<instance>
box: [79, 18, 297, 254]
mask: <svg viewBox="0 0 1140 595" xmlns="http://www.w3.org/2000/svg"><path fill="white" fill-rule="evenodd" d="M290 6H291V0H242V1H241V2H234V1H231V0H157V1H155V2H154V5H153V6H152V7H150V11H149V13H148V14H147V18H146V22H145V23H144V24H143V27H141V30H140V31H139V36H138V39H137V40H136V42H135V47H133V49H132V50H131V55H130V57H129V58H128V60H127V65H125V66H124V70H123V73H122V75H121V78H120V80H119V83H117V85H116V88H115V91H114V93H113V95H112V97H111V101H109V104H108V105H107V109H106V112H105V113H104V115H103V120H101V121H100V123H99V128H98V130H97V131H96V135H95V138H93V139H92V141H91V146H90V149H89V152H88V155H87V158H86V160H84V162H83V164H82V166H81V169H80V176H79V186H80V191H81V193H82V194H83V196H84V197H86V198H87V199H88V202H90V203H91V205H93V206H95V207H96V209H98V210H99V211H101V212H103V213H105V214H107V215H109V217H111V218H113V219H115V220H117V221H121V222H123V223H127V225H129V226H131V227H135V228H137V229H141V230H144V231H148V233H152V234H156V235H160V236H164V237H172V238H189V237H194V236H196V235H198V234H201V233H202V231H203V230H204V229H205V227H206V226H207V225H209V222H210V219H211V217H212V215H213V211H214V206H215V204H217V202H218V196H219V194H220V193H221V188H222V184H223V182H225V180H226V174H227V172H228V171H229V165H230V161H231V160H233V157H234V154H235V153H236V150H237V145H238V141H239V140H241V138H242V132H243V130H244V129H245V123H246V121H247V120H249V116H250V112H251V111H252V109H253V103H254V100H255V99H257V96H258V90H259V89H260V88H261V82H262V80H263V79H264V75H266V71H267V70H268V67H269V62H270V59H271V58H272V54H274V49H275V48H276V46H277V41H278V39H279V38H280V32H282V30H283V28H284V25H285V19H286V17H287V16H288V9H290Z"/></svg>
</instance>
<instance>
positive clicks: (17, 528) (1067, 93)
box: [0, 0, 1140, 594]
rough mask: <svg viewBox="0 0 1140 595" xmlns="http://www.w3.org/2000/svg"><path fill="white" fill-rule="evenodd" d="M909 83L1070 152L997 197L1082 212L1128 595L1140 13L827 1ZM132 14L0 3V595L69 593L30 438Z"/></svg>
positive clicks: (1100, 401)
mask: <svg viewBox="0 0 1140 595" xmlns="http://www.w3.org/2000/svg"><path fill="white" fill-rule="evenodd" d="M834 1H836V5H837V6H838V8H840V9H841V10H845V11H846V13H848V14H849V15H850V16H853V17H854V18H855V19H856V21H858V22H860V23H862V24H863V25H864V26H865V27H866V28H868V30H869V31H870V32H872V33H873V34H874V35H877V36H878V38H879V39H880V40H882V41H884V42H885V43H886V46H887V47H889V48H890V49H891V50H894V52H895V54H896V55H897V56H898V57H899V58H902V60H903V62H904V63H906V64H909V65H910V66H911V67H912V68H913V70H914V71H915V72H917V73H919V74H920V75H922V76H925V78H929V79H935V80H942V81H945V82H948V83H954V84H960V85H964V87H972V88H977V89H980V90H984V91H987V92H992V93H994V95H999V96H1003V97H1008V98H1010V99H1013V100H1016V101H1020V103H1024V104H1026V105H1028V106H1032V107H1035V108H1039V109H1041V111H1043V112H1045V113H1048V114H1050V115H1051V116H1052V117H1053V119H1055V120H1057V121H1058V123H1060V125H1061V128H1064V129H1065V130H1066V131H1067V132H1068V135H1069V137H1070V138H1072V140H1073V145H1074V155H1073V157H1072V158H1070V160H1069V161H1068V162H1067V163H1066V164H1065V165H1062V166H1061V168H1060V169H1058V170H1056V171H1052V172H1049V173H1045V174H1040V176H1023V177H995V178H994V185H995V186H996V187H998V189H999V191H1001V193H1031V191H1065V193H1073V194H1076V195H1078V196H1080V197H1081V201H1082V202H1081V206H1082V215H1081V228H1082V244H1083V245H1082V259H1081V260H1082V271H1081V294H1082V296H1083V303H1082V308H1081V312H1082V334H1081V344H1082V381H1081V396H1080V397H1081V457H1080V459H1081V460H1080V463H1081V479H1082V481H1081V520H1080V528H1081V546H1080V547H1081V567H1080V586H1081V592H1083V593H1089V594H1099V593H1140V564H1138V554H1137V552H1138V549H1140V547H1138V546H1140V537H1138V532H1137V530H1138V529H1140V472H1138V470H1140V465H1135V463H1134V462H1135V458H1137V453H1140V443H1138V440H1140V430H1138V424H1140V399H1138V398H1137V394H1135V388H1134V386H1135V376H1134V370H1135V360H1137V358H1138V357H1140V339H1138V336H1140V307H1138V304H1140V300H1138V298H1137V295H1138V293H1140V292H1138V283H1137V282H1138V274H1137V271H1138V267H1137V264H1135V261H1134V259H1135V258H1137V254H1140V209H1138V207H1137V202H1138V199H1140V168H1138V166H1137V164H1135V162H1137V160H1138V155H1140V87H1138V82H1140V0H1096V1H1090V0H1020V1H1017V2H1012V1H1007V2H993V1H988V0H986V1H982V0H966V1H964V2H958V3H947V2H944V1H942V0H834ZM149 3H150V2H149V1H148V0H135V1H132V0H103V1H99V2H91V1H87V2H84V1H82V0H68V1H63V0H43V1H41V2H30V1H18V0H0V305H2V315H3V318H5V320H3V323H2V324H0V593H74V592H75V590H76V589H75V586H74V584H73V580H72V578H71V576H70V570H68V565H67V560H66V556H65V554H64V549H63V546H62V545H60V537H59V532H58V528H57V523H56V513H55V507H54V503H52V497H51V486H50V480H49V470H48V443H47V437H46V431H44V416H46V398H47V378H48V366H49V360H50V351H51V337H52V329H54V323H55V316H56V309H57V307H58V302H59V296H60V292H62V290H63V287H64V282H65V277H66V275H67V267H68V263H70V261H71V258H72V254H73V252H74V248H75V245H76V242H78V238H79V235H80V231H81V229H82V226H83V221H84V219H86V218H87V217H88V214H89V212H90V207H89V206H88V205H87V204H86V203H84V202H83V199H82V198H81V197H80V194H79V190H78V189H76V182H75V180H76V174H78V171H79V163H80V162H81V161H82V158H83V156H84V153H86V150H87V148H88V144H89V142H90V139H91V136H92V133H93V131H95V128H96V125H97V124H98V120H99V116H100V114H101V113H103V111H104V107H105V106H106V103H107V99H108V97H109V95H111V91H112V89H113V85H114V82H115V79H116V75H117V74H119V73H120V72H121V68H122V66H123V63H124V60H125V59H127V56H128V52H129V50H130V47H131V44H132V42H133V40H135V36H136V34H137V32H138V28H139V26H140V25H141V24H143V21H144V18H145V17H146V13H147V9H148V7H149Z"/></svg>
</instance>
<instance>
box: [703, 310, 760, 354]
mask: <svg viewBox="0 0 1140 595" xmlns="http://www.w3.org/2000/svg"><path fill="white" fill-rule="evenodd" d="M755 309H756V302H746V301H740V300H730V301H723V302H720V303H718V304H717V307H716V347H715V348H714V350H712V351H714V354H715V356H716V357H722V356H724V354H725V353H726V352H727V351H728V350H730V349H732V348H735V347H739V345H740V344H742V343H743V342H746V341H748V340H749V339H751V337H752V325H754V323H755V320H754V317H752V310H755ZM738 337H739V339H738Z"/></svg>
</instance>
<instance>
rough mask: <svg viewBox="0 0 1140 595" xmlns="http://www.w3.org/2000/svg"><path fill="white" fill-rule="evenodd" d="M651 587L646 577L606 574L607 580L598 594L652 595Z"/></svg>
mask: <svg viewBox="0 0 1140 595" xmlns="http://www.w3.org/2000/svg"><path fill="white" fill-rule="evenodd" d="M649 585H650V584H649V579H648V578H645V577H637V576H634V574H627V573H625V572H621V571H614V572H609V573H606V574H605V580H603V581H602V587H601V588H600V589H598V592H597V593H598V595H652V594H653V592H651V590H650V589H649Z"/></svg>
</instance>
━━━━━━━━
Locate each line of the listing above that contains the string "clicks" and copy those lines out. Case counts.

positive clicks: (17, 528) (1067, 93)
positive clicks: (1100, 401)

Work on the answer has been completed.